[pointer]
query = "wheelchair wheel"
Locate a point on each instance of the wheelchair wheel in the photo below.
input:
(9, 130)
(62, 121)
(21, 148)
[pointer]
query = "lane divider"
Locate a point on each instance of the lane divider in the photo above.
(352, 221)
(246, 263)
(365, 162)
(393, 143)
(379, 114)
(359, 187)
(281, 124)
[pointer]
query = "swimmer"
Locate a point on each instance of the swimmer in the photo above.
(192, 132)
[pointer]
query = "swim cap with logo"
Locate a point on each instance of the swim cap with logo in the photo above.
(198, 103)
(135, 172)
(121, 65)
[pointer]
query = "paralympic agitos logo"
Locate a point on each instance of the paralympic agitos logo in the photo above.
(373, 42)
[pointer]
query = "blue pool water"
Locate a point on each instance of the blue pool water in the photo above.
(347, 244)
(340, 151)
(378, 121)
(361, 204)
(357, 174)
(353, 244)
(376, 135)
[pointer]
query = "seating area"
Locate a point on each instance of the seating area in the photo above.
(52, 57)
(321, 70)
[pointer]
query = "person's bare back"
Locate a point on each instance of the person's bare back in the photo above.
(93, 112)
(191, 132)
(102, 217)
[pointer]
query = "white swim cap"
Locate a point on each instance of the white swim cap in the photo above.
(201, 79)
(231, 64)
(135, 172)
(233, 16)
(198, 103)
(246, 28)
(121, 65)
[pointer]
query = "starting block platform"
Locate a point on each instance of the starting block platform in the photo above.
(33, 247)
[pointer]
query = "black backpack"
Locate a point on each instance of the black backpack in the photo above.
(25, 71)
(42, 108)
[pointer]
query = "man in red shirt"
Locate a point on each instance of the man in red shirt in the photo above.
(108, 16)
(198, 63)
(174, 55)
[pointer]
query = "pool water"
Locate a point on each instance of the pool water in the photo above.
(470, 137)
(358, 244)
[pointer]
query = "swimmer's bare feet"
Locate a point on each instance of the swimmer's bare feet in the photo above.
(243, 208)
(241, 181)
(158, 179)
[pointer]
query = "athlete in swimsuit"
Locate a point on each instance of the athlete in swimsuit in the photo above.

■ ■ ■ ■

--- What you should do ---
Every line from the one containing "Locate a point on each instance of the man" to the end of the material above must be written out exactly. Nothing else is wanted.

--- Answer area ---
Locate a point on each instance of the man in red shirt in the photo above.
(108, 16)
(198, 63)
(174, 55)
[pointer]
query = "pool water"
Locate a point on each instance of the pool water in the photo above.
(470, 137)
(358, 244)
[pointer]
query = "swimmer's bare feet"
Locate a point on each instance of the swimmer's bare feet in the photo above.
(243, 208)
(241, 181)
(158, 179)
[pointer]
query = "athlete in swimsuit"
Locate a point on each instance of the athlete in swimsuit in the photo above.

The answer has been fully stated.